**What needs to be done**.
Rewrite the aquaculture article between "Aquaculture comes as" and "greenhouse gas emissions.", inclusive, changing "chicken" to "lamb".

**Provided passage**.

--- START ---

Aquaculture can be described as the discipline of breeding, rearing, and harvesting of aquatic organisms such as fish, crustaceans, and aquatic plants. The aquaculture market has been proliferating as it provides a means to restore habitats, rebuild populations under threat, and meet the increasing food demand to feed the ever-growing population.
Asian cuisine, which predominantly deals with meat and other kinds of seafood utilising traditional and local ingredients, has become increasingly popular around the world and China, Vietnam, and Japan, are among the largest consumers of seafood. As a result, the production of seafood for human consumption has dramatically increased across the world.
Although overfishing is not the only factor damaging our aquatic biomes, it is true that it has become a significant issue for the aquatic environment and has endangered many species, making us think about what can we do to stop this.
Now, picture this, what if we can breed and raise fish, molluscs, crustaceans, and aquatic plants in a controlled and natural environment, wouldn’t this help us meet the ever-increasing demand for seafood and help protect aquatic life at the same time?
This is exactly what we are going to understand in this article today. We will come to know more about aquaculture and why it is important to us.
Aquaculture has been practised for thousands of years and has progressively evolved due to the increasing knowledge of the practice and its integration with natural, cultural, social, and economic environments.
Scientific advancements in the twentieth and twenty-first centuries have significantly aided in the development of aquaculture. Now, the sector has developed enough to support the majority of the seafood demand in the world.
With the developments in the field of animal breeding and rearing for commercial purposes, fish farming has also become a prevalent area of animal food production. Fish farming is a part of aquaculture where fishes and aquatic organisms are raised in an enclosed artificial environment. Due to this reason, aquaculture is also known as fish farming or fish culture. The most farmed aquatic species in the fish farming market include salmon, trout, tuna, halibut, and cod.
Aquaculture farming procedure of farm-to-table can differ depending on the species of fish. Generally, aquaculture consists of four stages in production from the hatcheries to the seafood counter of stores.
The first stage involves the hatchery, where the breeding of fish, hatching of eggs, and rearing are done. The next stage involves the feeding of mature fish after transferring them to a farm. The fish are grown using feed from mills, which is another step in the aquaculture procedure.
The last is the transportation of the fish to a processing facility where it will be packaged and will be delivered to retail stores and marketplaces. And this is how the product reaches the customers.
Why is Aquaculture Important for us?
The ever-increasing demand for seafood has resulted in overfishing, creating a need for other seafood sources to reduce the negative impacts associated with the overfishing of our seas and other natural resources. Sadly, the days when nature’s abundant production fed the world are long
gone. Overfishing has driven the habitat and production of aquatic lifeforms to a corner. The demand for seafood cannot be met naturally by the ocean. The method to address the supply gap for seafood responsibly and sustainably is aquaculture.
Aquaculture comes as the solution for future generations to access wholesome and ecologically friendly protein sources. In addition to being essential, aquaculture offers customers a sustainable alternative, particularly in comparison to other farmed or animal-based proteins.
When compared to chicken, pig, and beef, seafood has the best protein retention, making it a very resource-efficient meal choice. Moreover, among the identical types of protein, it has the lowest feed conversion ratio. Compared to other farming methods, aquaculture produces fewer greenhouse gas emissions.
Aquaculture’s main role is to effectively supplement wild-caught fish alternatives in order to improve the amount of seafood that is available on a global scale.
As long as it is carried out in a way that is ecologically friendly, socially responsible, and takes into account food safety and animal welfare, aquaculture has the potential to enhance both the health of our planet and the health of the population.

--- END ---

**Material provided**.
--- START ---

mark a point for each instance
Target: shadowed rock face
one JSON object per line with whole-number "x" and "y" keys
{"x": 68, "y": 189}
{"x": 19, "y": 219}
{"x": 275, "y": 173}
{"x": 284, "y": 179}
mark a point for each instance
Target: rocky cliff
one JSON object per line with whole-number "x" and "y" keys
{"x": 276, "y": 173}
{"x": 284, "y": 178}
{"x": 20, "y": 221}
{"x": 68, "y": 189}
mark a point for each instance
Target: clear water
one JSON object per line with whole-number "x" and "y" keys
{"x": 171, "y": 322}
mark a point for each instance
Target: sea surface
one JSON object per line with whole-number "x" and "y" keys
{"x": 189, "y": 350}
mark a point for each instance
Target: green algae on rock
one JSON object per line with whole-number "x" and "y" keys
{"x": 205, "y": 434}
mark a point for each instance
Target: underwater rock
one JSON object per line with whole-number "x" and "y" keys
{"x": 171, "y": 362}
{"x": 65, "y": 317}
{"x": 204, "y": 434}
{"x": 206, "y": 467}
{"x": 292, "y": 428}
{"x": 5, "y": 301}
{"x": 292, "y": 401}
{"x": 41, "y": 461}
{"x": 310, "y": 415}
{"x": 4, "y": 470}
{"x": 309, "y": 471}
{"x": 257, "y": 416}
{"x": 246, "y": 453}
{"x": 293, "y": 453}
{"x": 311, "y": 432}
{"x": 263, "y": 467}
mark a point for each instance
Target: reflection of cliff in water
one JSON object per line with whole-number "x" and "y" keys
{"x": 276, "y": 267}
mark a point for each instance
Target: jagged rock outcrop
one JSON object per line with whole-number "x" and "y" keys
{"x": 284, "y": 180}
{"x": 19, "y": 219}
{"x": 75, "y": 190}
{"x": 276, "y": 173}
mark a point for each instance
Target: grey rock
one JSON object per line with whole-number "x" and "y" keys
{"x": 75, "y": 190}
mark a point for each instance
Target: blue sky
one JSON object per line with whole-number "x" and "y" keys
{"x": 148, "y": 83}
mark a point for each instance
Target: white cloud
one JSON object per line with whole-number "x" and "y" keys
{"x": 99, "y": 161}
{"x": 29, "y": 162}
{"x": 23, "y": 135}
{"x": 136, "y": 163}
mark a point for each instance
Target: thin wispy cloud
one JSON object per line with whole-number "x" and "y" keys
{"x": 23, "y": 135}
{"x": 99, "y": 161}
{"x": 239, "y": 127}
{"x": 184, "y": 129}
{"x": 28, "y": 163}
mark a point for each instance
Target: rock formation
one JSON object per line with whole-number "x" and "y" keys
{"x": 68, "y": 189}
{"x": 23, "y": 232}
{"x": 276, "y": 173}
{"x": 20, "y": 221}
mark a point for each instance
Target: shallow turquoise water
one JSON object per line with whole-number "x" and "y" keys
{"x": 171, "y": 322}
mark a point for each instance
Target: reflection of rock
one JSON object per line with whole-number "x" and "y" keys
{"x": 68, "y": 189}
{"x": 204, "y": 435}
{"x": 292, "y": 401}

--- END ---

**Written response**.
Aquaculture comes as the solution for future generations to access wholesome and ecologically friendly protein sources. In addition to being essential, aquaculture offers customers a sustainable alternative, particularly in comparison to other farmed or animal-based proteins.
When compared to lamb, pig, and beef, seafood has the best protein retention, making it a very resource-efficient meal choice. Moreover, among the identical types of protein, it has the lowest feed conversion ratio. Compared to other farming methods, aquaculture produces fewer greenhouse gas emissions.